Görevler:
a – Descartes ve ruh üzerine olan okuma metnine göre Phaidon'da Sokrates, ruhun beden olmadan da var olması gerektiğini hangi kanıtla açıklar?
b – Kayıtlarda "with" dizgesini içeren satırların sayısını belirtiniz ve yalnızca sayıyı yazınız. Büyük-küçük harf ayrımı dikkate alınmalıdır.

Okuma Metni:

Descartes’ın ruh ve zihin konusunda öne sürdüğü ve buradan çıkan diğer nokta ise farklı türden tözlerin birbirinden ayrı şekilde var olabileceğidir. Descartes, ruhun beden olmadan da var olabileceğini söyler. Bir şeyin başka bir şey karşısında ayrı olduğundan emin olabilmem için birini öteki olmaksızın açık ve seçik olarak anlayabilmem gerekir (Descartes, 2013: 245). Birbirinden ayrı, farklı olan iki tözden biri diğeri olmadan da var olabilir. Descartes, bir şeye ilişkin açık ve seçik bir fikrin diğer bir şeye ilişkin açık ve seçik bir fikre ihtiyaç duymadan açık ve seçik bir şekilde oluşturulabildiği durumda, bu iki şeyin birbirinden farklı olduğu şeklinde genel bir ilke öne sürer. İlkenin doğruluğu bir yana, ruhun aslında beden olmadan da var olabileceği Descartes’tan çok önce yine üzerinde durulan konulardan biridir. Örneğin Platon’un diyaloglarından olan Phaidon’da Sokrates, ruhun beden olmadan da var olması gerektiğini “Devirsel Kanıt” yoluyla açıklar. Karşıt şeyler birbirlerinden doğarlar. Küçük, büyük ile ortaya çıkar, hızlı yavaş ile belli olur. Eğer canlı olmanın karşıtı olarak ölü olmayı kabul edersek canlı olan ölü olandan, ölü olan da canlı olandan meydana gelmektedir. Dolayısıyla ruh, ölüm gerçekleştikten sonra da bedenden ayrı olarak varlığını devam ettirmelidir ki yeniden doğuş meydana gelebilsin. Yani ölüme karşıtını doğuran bir yeniden doğuş gerekir. Bu da ruhun varlığını devam ettirmesiyle gerçekleşir çünkü beden ortadan kalkabilir. Hatta diyalogda ruhun varlığını devam ettirmesine ikinci bir ispat olarak “Anımsama Kanıtı” da eklenir. Daha çok Menon Diyalogu ile akıllarda yer eden Anımsama Kanıtı’na göre öğrenmenin anımsamaktan başka bir şey olmadığı doğruysa, anımsadığımız şeyleri daha önceki bir tarihte öğrenmiş olmamız gerekir. Ancak ruhumuz şimdi sahip olduğu şekline bürünmeden önce bir şekilde var olmasaydı bu varsayım geçersiz olacaktı (Platon, 2020: 110).

Verilen Kayıtlar:
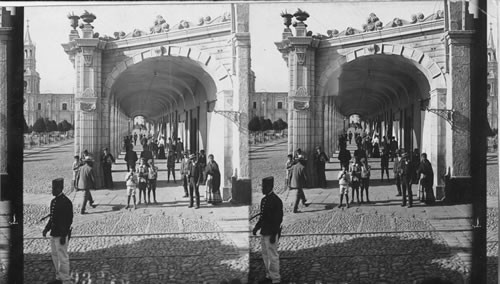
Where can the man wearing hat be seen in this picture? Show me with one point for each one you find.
(195, 173)
(59, 225)
(185, 174)
(397, 171)
(299, 181)
(406, 176)
(269, 224)
(107, 160)
(86, 181)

Sıralı Yanıtlar:
a – Devirsel Kanıt yoluyla açıklar.

b – 1